Provided text

This is a one-arm study. Subjects will be provided with the LiteBook Edge™ (LiteBook Company LTD), which is a patented smart phone sized BLT device that provides 10,000 lux illumination at a recommended distance of 61 cm from an LED panel with peak spectral radiance in the blue color spectrum that closely corresponds to the peak spectral frequency (480 nm) of melanopsin photoreceptors that project to the suprachiasmatic nucleus and entrain the circadian clock (Hatori & Panda, 2010).

Subjects will be instructed to use the bright light treatment device, as early as possible, for 30 minutes each morning. These devices will be equipped with monitoring electronics that will enable us to download their daily degree of use. Participants will also be provided with yellow-tinted blue light blocking glasses and will be instructed to wear them starting 2 hours before bedtime if they are viewing LED or liquid-crystal display screens.

Primary outcome measure one is the degree of increase in beta EEG activity, which is indicative of wakefulness and arousal. Change in beta EEG power will be compared to degree of use of the bright light treatment device.

Primary outcome measure two is the degree of decease in theta EEG activity, which is indicative of drowsiness. Change in theta EEG power will be compared to degree of use of the bright light treatment device.

Primary outcome measure three is the change in actigraph-assessed sleep onset to an earlier hour. Change in sleep onset time will be compared to degree of use of the bright light treatment device.

Primary outcome measure four is the increase in actigraph-assessed sleep duration. Change in sleep duration will be compared to degree of use of the bright light treatment device.

Errors of omission on the Quotient ADHD System provides a measure of inattention. These errors occur when a subject fails to respond to a target stimulus. Degree of reduction in errors of omission will be compared to degree of use of the bright light treatment device.

Variability in response speed on the Quotient ADHD System to target stimuli provides another measure of inattention. Degree of reduction in response variability will be compared to degree of use of the bright light treatment device.

Participants will be tested on their ability to correctly solve as many complex math problems from high school placement exam as they can in 10 minutes. Degree of improvement will be compared to degree of use of the bright light treatment device.

Task instructions
Write out the passage of the bright light study description above exactly, starting at "This is a one-arm" and ending at "(Hatori & Panda, 2010).".

Excerpted data
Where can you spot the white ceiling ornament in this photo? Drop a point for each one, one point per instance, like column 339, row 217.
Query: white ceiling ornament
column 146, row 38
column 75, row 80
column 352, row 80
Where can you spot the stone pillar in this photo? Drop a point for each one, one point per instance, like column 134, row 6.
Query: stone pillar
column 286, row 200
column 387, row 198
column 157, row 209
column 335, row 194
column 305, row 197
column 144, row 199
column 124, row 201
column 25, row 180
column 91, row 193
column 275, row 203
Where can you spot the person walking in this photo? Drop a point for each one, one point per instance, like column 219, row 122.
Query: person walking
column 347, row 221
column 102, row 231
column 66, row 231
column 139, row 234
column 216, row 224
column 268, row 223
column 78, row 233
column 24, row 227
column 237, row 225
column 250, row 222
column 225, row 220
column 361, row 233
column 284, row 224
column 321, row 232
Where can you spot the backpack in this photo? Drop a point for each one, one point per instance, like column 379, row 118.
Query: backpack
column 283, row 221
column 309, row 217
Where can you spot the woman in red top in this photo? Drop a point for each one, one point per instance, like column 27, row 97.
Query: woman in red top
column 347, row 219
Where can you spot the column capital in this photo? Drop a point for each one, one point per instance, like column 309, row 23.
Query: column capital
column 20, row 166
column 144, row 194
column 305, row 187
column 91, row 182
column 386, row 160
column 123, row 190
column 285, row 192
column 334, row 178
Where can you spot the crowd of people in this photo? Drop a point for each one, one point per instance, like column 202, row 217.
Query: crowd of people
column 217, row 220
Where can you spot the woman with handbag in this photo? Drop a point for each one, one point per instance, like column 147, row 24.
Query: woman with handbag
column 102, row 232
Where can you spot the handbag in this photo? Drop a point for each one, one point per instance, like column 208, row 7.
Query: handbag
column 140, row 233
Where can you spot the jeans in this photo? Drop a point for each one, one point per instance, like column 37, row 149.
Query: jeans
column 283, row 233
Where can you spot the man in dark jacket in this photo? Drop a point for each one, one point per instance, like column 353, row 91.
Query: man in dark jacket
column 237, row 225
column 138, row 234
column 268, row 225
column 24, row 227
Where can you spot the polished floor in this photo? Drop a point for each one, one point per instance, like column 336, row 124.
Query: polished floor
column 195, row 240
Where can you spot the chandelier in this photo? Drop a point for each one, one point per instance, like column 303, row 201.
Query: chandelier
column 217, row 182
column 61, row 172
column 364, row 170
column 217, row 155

Task result
This is a one-arm study. Subjects will be provided with the LiteBook Edge™ (LiteBook Company LTD), which is a patented smart phone sized BLT device that provides 10,000 lux illumination at a recommended distance of 61 cm from an LED panel with peak spectral radiance in the blue color spectrum that closely corresponds to the peak spectral frequency (480 nm) of melanopsin photoreceptors that project to the suprachiasmatic nucleus and entrain the circadian clock (Hatori & Panda, 2010).